Collected data
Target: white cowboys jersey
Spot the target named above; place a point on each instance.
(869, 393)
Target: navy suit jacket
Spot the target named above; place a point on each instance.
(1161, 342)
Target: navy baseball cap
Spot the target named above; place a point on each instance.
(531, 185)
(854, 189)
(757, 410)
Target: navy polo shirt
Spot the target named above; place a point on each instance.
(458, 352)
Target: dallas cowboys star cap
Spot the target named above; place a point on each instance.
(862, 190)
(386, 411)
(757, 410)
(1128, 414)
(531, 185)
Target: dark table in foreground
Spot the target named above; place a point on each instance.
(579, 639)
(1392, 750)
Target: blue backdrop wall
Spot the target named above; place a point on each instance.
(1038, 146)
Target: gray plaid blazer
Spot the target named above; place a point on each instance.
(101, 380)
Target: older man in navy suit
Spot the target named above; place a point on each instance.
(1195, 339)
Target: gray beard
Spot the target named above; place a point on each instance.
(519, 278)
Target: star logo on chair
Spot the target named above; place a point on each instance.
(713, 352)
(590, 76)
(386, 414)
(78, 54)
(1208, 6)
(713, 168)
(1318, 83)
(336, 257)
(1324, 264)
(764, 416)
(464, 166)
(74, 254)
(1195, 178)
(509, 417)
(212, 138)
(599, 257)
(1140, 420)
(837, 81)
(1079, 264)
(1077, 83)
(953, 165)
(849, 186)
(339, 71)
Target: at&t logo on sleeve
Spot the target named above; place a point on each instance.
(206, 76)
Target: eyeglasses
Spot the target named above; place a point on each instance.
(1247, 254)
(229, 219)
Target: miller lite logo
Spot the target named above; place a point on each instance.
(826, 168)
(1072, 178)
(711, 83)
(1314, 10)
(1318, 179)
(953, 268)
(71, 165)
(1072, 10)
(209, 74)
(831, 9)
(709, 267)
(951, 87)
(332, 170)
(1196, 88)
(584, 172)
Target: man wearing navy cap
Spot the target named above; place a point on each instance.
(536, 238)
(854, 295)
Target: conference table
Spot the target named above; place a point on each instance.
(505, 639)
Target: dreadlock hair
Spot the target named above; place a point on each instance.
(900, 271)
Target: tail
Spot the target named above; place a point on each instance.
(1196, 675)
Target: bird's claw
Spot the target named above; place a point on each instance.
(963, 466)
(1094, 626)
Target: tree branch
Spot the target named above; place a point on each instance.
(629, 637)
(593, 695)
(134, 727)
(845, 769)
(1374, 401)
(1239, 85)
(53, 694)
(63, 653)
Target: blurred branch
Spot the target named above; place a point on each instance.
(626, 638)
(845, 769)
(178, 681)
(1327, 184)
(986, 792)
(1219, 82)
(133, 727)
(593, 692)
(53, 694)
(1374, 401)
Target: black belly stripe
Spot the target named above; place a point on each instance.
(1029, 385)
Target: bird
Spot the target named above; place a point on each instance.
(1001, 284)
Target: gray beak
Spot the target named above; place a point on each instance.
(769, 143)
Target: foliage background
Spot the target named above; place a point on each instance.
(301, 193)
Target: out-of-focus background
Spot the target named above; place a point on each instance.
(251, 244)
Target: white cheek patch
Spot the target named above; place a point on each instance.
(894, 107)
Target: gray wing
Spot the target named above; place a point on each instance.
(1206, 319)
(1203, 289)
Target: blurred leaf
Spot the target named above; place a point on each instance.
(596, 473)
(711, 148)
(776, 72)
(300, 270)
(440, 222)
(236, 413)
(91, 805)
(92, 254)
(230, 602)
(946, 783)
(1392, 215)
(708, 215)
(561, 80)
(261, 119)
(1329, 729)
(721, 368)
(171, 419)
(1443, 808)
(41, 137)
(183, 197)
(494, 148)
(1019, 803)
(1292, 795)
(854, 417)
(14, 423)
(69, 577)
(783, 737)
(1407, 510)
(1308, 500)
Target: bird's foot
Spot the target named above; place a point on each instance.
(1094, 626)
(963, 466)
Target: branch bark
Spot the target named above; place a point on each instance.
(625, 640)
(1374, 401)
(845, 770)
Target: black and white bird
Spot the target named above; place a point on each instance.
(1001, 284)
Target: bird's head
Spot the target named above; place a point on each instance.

### WHAT YOU NEED TO DO
Nothing beyond the line that contains "Target: navy polo shirt" belongs in the answer; reproduce the entries exactly from their first line through it.

### ANSWER SECTION
Target: white cowboys jersey
Spot the target named above; place a point on each instance.
(869, 393)
Target: navy suit jacket
Spot the target named above; place a point on each instance.
(1161, 342)
Target: navy baseball cap
Spot the target named above; place a point on each instance.
(531, 185)
(854, 189)
(757, 410)
Target: navy polo shirt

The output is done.